Pursuant to Section 13 or 15(d) of the Securities Exchange Act of 1934

Date of Report (Date of earliest event reported): December 11, 2002

KAISER GROUP HOLDINGS, INC.
(successor issuer to Kaiser Group International, Inc.)
(Exact name of registrant as specified in its charter)

Delaware
(State or other
jurisdiction of incorporation)
  File No. 1-12248
(Commission File
Number)
  54-2014870
(IRS Employer
Identification No.)

9302 Lee Highway
Fairfax, Virginia 22031-1207
(Address of principal executive offices, including zip code)

703-934-3600
(Registrant's telephone number, including area code)





Item 5.    Other Events and Resolution FD Disclosure

        In a press release dated December 11, 2002, Kaiser Group Holdings, Inc. announced that it has decided to withdraw the Company's proposed exchange offer of notes for preferred stock and proceed with a redemption of $15,519,020 liquidation preference of its Series 1 Redeemable Cumulative Preferred Stock on or about January 31, 2003. A copy of this one-page press release is attached to this Report on Form 8-K as Exhibit 99(a).

Dataset entries:
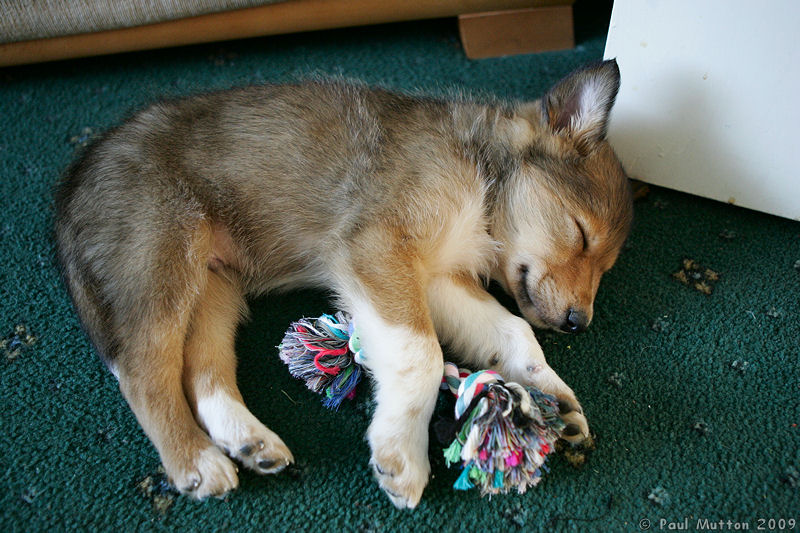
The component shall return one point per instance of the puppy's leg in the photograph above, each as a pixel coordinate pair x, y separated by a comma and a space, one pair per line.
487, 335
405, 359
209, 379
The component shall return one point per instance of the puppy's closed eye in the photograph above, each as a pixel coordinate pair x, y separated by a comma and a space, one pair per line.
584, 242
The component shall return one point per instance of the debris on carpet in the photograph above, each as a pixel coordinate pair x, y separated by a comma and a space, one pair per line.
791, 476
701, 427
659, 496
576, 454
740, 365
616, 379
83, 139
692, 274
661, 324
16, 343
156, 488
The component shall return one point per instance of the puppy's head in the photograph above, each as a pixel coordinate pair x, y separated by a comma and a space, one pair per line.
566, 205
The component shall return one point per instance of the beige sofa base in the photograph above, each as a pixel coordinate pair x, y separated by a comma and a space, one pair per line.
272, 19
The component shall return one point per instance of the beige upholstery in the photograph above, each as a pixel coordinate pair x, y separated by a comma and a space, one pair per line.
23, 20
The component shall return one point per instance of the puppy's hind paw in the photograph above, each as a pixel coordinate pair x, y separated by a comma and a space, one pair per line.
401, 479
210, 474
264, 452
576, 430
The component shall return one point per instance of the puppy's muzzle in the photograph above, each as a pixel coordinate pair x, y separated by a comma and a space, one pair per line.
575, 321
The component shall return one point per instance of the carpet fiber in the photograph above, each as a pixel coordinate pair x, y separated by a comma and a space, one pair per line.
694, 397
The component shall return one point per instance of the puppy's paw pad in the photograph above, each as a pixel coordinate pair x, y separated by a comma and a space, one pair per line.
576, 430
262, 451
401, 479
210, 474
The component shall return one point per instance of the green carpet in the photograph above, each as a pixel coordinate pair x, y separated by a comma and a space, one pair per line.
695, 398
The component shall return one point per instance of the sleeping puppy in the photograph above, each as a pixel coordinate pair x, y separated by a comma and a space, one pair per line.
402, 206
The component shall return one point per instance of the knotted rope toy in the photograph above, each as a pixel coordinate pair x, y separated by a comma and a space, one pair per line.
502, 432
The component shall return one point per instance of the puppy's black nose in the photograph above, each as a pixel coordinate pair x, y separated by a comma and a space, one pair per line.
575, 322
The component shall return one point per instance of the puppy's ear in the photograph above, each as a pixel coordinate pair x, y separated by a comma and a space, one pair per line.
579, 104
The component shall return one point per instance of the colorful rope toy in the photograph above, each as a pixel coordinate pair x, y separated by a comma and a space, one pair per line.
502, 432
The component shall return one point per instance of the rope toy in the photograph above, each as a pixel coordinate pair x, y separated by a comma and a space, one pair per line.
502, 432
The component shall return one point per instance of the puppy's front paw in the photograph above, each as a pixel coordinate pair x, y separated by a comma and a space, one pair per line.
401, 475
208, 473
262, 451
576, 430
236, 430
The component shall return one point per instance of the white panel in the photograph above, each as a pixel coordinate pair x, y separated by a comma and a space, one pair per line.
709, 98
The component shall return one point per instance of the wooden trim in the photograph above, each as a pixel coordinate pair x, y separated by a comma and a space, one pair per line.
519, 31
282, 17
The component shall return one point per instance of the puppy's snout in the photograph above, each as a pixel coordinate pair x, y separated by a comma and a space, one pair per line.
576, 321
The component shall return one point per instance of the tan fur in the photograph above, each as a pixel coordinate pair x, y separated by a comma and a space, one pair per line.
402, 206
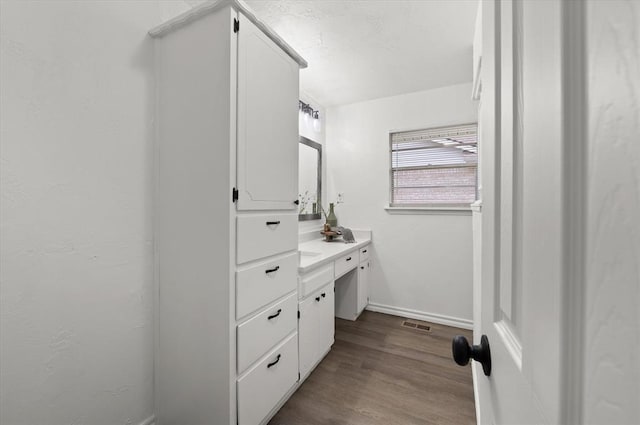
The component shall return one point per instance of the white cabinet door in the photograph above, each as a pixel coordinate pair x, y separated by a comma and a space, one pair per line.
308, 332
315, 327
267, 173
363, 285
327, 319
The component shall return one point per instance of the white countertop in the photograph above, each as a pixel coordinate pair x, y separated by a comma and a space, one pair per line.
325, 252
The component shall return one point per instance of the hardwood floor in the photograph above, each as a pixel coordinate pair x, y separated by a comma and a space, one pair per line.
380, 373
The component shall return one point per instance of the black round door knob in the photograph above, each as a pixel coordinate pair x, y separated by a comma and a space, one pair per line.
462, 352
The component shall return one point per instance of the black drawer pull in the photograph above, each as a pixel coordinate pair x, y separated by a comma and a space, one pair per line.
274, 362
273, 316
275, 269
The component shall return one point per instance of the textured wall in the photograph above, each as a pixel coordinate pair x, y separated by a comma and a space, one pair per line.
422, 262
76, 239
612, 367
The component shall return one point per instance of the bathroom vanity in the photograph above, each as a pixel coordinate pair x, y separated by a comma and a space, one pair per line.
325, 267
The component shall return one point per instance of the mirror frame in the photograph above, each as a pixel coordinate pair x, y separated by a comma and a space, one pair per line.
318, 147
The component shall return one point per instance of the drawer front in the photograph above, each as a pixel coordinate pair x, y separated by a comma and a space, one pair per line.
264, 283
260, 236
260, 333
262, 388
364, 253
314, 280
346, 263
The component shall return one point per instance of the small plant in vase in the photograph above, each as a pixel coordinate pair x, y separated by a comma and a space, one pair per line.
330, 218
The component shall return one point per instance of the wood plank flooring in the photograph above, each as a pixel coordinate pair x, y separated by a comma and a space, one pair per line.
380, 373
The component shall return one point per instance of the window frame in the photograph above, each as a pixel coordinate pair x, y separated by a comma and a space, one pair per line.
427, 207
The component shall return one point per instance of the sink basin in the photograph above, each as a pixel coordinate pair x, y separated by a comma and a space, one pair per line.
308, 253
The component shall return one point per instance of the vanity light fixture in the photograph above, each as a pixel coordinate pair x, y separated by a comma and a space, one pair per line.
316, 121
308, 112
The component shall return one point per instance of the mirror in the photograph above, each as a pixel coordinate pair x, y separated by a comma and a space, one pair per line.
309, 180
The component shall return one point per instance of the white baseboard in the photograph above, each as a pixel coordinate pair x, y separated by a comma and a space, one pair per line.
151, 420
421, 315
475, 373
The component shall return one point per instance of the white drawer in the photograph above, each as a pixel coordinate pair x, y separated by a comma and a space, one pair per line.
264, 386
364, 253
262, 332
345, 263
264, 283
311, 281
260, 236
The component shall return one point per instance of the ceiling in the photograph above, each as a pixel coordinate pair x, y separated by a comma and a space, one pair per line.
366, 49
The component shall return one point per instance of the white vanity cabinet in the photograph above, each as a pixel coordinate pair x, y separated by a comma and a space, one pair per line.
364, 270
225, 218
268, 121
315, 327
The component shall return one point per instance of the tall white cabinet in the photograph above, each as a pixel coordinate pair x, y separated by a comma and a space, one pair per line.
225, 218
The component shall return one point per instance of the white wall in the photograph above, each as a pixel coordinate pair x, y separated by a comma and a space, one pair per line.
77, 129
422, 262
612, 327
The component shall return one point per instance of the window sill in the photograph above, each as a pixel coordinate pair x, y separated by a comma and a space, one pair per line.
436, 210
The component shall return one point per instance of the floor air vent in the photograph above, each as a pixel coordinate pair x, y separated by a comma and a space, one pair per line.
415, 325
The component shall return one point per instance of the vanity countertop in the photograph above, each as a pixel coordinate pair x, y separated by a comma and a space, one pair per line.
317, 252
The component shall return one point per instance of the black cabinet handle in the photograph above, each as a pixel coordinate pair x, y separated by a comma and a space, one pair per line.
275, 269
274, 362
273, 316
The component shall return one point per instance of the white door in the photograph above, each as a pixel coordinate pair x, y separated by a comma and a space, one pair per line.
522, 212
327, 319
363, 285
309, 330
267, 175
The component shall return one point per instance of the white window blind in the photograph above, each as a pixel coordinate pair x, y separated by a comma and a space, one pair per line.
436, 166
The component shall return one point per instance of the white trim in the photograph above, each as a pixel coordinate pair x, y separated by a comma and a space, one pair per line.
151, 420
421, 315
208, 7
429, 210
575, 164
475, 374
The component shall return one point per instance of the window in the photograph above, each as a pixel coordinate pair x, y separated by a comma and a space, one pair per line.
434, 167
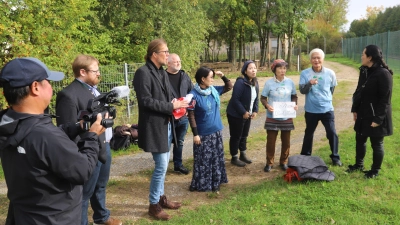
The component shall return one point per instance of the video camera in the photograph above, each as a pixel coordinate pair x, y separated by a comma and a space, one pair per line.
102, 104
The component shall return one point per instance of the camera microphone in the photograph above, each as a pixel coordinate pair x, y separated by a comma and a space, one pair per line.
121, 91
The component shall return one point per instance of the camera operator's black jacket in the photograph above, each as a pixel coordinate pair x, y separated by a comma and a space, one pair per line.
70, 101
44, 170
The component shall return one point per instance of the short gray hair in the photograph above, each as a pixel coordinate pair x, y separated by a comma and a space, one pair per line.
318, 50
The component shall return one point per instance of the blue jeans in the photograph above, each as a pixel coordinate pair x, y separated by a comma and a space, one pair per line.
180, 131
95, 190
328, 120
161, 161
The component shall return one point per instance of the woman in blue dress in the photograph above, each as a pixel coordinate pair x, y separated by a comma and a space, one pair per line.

Stated task:
Write the next part of the Kaiser Group Holdings Form 8-K filing, starting after its final sentence. These records have no connection to the Kaiser Group Holdings filing.

Exercise output:
Item 7.    Financial Statements and Exhibits

Exhibit 99(a)—Press Release



SIGNATURES

        Pursuant to the requirements of the Securities Exchange Act of 1934, the Registrant has duly caused this Report on Form 8-K to be signed on its behalf by the undersigned hereunto duly authorized.

    KAISER GROUP HOLDINGS, INC.
                (Registrant)

 

 

 
    /s/ John T. Grigsby, Jr.
John T. Grigsby, Jr.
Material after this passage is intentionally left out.